**Your instructions:**
Can you give the items from the line containing "Please locate the ear" through the last item, inclusive, as a two-column CSV with the headers item_text and response? Use one row per item, with each item's text and its answer in one quoted field apiece, and replace line breaks with spaces.

**Exercise materials:**
* Start *

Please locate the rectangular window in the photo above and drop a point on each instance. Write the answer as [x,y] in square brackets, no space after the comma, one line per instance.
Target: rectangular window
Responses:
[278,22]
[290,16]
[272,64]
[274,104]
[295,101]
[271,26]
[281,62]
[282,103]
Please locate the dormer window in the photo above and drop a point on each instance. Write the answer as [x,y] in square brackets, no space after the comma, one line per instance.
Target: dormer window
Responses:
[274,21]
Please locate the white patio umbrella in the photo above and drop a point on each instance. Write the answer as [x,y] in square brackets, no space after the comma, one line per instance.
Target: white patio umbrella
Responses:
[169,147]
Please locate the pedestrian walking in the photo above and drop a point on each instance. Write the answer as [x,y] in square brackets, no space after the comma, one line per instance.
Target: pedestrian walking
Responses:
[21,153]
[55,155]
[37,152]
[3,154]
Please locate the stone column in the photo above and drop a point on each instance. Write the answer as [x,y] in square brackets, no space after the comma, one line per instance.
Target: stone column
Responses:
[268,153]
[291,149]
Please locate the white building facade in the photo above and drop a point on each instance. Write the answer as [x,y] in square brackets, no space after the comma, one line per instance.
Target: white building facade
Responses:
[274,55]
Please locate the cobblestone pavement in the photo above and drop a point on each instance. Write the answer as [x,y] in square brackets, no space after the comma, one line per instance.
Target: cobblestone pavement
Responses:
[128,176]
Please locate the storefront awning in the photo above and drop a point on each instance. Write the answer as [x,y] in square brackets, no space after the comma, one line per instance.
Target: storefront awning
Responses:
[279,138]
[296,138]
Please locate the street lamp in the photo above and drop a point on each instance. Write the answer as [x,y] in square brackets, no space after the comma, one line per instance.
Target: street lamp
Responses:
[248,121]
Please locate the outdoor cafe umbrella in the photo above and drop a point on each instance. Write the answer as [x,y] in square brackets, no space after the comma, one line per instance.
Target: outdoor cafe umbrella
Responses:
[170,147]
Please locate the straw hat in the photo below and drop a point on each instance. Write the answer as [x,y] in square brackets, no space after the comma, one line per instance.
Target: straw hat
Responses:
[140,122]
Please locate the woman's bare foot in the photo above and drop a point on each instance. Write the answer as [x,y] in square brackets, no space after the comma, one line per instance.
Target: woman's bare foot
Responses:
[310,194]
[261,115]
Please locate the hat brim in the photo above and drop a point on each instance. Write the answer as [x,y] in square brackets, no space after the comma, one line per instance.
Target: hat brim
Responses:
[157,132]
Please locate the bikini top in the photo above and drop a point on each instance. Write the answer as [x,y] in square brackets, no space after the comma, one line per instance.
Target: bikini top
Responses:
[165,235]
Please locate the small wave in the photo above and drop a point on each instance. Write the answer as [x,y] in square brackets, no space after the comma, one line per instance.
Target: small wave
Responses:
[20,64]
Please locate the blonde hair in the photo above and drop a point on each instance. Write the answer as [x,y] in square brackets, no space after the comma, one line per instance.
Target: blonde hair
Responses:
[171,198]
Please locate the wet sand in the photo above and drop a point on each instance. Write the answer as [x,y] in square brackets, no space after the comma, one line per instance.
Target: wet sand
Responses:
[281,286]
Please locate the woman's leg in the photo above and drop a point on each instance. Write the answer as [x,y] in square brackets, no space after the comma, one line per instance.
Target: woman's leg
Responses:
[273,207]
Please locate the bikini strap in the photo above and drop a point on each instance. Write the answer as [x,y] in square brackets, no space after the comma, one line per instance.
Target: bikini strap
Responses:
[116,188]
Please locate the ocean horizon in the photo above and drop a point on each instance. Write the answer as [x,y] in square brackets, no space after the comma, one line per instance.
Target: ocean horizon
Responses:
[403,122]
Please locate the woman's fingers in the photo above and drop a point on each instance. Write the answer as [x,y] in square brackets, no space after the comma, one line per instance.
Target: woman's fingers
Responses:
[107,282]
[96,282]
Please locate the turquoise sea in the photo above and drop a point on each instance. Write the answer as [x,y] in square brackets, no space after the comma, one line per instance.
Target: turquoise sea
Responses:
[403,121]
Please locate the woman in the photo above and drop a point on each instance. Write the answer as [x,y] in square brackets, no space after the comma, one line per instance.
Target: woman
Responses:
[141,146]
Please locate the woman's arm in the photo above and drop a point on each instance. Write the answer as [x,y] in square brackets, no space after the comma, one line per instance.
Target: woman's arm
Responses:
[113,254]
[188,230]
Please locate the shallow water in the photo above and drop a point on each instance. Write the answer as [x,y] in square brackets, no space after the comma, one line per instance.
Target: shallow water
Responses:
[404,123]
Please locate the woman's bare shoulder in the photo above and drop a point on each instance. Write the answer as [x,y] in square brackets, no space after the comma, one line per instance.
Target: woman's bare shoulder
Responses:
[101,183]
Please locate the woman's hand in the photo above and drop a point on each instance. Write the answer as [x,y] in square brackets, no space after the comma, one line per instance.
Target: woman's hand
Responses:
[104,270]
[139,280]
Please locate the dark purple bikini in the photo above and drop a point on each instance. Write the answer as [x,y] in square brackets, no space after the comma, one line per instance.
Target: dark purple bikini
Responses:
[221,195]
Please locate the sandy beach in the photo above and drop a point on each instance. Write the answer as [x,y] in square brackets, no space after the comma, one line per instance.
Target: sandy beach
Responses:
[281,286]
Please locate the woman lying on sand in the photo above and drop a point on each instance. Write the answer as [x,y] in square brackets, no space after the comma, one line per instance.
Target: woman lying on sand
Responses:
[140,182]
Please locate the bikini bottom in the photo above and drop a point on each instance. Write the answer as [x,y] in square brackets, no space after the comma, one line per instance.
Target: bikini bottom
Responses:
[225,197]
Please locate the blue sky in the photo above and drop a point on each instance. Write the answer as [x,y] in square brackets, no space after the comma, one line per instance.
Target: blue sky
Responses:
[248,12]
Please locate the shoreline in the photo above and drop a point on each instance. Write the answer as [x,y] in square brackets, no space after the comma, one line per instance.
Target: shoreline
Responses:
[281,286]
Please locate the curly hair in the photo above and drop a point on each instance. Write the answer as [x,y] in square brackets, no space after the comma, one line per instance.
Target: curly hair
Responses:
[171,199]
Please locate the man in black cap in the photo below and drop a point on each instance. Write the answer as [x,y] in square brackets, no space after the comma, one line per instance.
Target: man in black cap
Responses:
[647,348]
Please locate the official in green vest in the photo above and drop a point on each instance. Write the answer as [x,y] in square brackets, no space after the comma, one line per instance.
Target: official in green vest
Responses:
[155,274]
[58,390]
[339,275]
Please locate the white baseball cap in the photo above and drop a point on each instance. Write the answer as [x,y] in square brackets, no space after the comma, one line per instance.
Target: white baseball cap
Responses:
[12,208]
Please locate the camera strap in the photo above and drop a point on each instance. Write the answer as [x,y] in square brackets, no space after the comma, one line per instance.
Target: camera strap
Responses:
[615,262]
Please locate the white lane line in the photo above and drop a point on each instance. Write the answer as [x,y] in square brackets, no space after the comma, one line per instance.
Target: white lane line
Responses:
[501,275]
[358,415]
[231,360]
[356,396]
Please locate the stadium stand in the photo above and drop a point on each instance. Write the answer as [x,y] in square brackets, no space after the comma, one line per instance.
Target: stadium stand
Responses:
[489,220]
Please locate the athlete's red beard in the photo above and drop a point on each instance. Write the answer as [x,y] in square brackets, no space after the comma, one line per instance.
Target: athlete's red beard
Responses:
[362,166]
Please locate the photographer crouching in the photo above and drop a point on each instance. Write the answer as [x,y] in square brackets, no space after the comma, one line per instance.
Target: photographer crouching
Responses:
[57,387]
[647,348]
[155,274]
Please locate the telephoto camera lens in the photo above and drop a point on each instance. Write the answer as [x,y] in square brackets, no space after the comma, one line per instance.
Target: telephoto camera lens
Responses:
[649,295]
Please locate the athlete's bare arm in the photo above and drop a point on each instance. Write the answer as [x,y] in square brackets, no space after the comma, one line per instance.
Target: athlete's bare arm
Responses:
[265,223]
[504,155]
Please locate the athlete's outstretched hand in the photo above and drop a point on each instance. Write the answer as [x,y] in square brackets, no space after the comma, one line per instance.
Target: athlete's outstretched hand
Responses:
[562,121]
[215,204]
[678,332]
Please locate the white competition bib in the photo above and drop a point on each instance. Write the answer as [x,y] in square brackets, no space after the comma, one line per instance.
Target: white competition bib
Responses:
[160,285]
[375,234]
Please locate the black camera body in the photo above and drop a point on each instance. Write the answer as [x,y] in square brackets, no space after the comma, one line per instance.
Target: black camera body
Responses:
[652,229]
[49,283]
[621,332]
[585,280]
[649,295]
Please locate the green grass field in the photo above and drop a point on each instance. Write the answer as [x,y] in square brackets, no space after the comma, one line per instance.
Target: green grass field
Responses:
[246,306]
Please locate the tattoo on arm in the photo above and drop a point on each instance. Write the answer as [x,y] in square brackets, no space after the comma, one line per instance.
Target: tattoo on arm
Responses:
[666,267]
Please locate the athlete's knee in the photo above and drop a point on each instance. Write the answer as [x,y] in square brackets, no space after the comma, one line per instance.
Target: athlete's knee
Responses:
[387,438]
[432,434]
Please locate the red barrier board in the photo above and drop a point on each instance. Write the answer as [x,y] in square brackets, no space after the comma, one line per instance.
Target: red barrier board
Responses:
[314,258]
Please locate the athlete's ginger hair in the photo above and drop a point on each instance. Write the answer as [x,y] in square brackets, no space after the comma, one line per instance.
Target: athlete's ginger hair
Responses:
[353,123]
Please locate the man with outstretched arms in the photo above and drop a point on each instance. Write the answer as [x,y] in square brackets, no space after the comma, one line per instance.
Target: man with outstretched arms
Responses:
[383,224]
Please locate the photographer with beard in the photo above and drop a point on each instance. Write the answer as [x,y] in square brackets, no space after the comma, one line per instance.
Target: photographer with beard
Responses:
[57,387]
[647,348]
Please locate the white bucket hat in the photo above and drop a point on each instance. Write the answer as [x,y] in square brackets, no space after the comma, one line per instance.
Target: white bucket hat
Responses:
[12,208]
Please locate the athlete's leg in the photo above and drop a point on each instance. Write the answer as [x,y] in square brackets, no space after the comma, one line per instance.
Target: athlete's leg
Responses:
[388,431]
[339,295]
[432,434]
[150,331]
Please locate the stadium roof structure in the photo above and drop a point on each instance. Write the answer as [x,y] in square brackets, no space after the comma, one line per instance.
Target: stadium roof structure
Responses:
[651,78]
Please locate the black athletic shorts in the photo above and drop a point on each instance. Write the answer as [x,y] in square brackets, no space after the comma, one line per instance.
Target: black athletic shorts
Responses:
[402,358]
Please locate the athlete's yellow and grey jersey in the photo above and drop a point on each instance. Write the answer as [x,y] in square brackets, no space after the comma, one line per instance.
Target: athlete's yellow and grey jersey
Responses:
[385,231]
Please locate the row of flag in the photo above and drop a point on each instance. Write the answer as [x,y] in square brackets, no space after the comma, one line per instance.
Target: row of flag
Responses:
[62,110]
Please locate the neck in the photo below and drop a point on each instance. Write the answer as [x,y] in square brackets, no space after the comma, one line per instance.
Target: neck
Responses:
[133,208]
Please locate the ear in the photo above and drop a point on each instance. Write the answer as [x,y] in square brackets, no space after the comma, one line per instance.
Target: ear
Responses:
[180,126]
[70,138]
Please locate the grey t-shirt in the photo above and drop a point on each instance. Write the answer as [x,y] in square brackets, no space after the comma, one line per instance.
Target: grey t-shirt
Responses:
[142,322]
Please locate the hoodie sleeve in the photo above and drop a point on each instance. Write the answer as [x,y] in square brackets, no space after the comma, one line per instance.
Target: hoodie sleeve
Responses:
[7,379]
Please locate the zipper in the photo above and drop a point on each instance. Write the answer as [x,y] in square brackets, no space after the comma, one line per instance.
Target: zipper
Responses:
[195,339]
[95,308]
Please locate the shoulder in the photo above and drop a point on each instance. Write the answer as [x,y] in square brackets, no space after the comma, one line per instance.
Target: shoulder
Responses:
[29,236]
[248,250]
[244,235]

* End *

**Result:**
item_text,response
"Please locate the ear in the photo above and drop a point on each instance. Write the answer as [x,y] in square brackets, no space after the comma, one line per instance. Target: ear Responses:","[180,126] [70,138]"
"Please locate the grey t-shirt in the photo above and drop a point on each instance. Write the answer as [x,y] in square brackets, no space after the comma, one line per instance. Target: grey t-shirt Responses:","[142,322]"
"Please locate the hoodie sleeve in the photo above and drop a point on each instance. Write the answer as [x,y] in square brackets, no space after the comma, one line per instance. Target: hoodie sleeve Responses:","[7,379]"
"Please locate the zipper in the photo above and drop a point on each instance. Write the answer as [x,y] in square brackets, no space after the comma, one line per instance. Target: zipper Responses:","[195,339] [95,308]"
"Please locate the shoulder in the photo above and drop a point on each instance. Write the answer as [x,y] in square brackets, no space after the comma, one line per instance. Target: shoulder Responses:","[29,236] [248,250] [244,235]"